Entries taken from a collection
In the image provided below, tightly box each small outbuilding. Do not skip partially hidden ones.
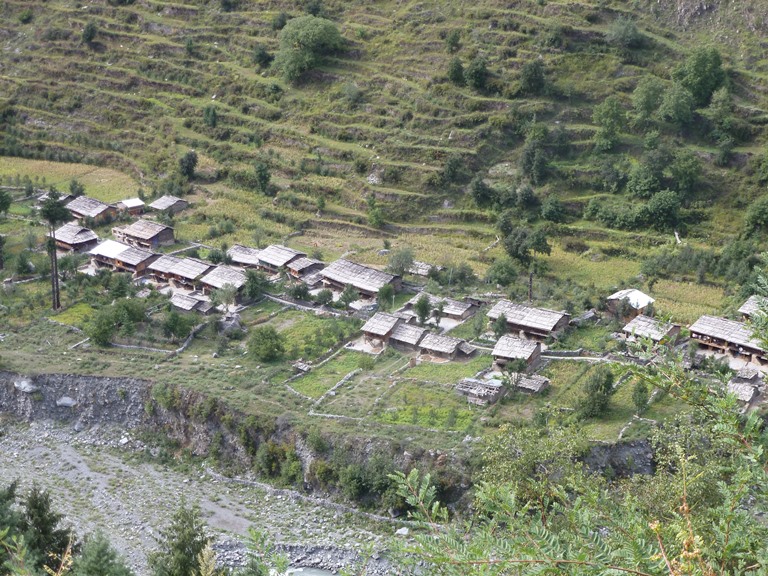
[112,220,176,250]
[493,334,541,368]
[149,194,189,215]
[606,288,655,319]
[53,222,99,252]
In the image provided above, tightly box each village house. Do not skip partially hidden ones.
[112,220,176,250]
[419,332,475,360]
[200,266,246,295]
[389,322,427,350]
[739,295,765,320]
[149,194,189,216]
[88,240,160,278]
[227,244,261,268]
[285,257,325,279]
[402,292,475,321]
[319,259,402,298]
[488,300,571,340]
[67,196,117,224]
[621,314,680,344]
[362,312,402,348]
[53,222,99,252]
[147,255,213,290]
[116,198,144,216]
[690,316,766,364]
[456,378,506,406]
[493,334,541,368]
[606,288,655,319]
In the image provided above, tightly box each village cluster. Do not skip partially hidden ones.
[48,196,768,404]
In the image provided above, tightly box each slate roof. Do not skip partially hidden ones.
[607,288,656,310]
[88,240,130,258]
[259,244,306,268]
[739,295,764,316]
[622,314,674,342]
[227,244,261,266]
[406,292,472,316]
[690,315,763,350]
[200,266,245,289]
[419,332,462,354]
[67,196,110,218]
[320,259,397,292]
[53,222,99,245]
[493,334,541,360]
[390,323,426,346]
[149,194,188,210]
[362,312,400,336]
[120,220,173,240]
[488,300,568,332]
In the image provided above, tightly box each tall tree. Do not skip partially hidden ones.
[40,187,71,310]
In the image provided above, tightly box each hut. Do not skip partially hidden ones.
[389,322,426,350]
[606,288,655,318]
[259,244,307,274]
[739,295,765,320]
[690,315,766,364]
[67,196,117,224]
[362,312,402,348]
[149,194,189,216]
[319,259,402,298]
[402,292,475,321]
[621,314,680,344]
[419,332,475,360]
[53,222,99,252]
[112,220,176,250]
[493,334,541,368]
[227,244,261,268]
[116,198,144,216]
[200,266,246,295]
[488,300,571,340]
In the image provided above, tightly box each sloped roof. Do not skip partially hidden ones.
[286,257,324,273]
[67,196,112,218]
[120,220,173,240]
[488,300,570,332]
[406,292,472,316]
[607,288,656,310]
[53,222,99,245]
[88,240,130,258]
[690,315,763,350]
[147,254,181,274]
[622,314,675,342]
[259,244,306,268]
[493,334,541,360]
[362,312,400,336]
[227,244,261,266]
[149,194,188,210]
[200,266,245,289]
[320,259,397,292]
[390,323,426,346]
[739,295,765,316]
[419,332,464,354]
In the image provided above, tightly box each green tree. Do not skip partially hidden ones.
[464,55,490,92]
[72,532,133,576]
[387,246,414,276]
[273,16,343,82]
[179,150,197,180]
[592,96,625,152]
[147,501,211,576]
[413,293,432,326]
[448,56,466,86]
[672,47,725,106]
[40,188,71,310]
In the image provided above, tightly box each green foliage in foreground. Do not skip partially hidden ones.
[393,346,768,576]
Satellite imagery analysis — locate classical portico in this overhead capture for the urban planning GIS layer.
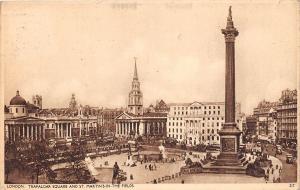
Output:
[5,117,45,141]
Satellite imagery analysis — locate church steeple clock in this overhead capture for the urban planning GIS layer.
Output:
[128,57,143,115]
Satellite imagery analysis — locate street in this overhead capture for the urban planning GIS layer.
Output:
[266,144,297,183]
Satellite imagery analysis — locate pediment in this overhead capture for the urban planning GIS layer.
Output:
[116,112,133,119]
[190,102,203,106]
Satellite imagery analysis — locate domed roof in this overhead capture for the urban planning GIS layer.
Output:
[9,91,27,106]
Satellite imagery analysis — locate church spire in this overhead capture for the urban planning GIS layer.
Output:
[226,6,234,29]
[133,57,138,80]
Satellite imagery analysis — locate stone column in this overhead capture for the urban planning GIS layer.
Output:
[22,124,26,139]
[215,7,241,166]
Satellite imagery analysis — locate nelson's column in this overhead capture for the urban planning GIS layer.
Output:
[212,6,246,173]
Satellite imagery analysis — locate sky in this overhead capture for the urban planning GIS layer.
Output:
[1,1,298,114]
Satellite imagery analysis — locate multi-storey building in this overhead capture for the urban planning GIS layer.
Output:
[115,59,167,138]
[4,91,98,141]
[253,100,278,142]
[99,108,124,133]
[167,102,242,145]
[277,89,297,143]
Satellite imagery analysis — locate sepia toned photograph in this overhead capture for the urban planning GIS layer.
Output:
[0,0,300,189]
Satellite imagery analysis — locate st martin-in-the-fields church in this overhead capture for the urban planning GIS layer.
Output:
[116,60,167,137]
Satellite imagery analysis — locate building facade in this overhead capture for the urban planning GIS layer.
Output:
[115,60,167,138]
[4,91,98,142]
[167,102,242,146]
[99,108,124,133]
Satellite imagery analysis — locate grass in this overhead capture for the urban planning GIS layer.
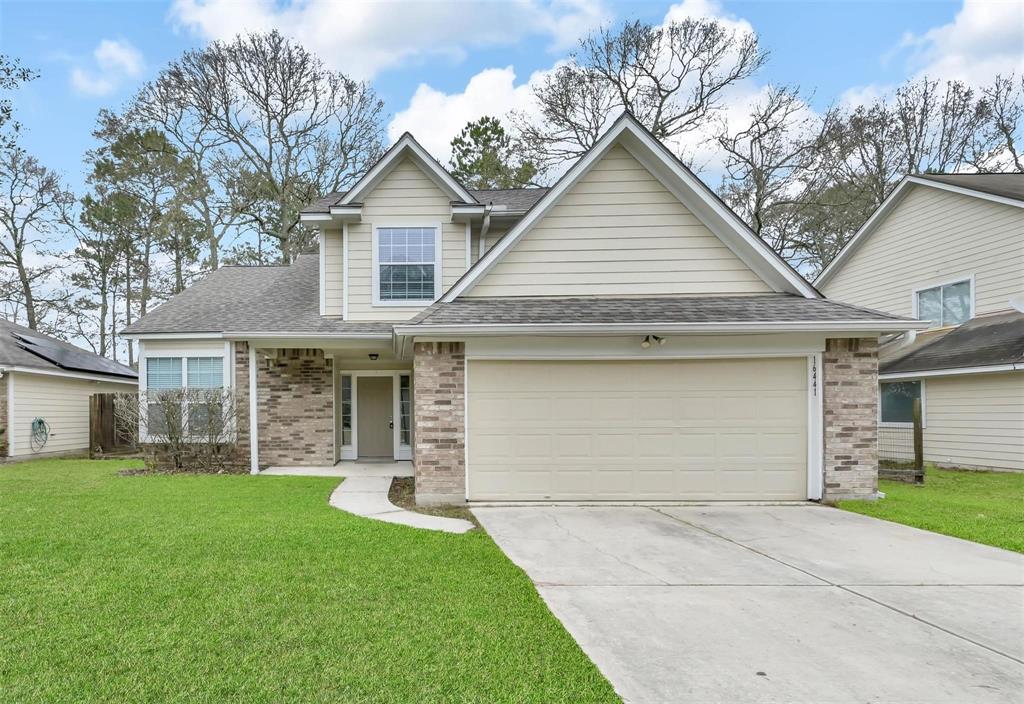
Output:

Task directions:
Count the lines in the items above that contain the string "partially". Give only the number.

Written answer:
9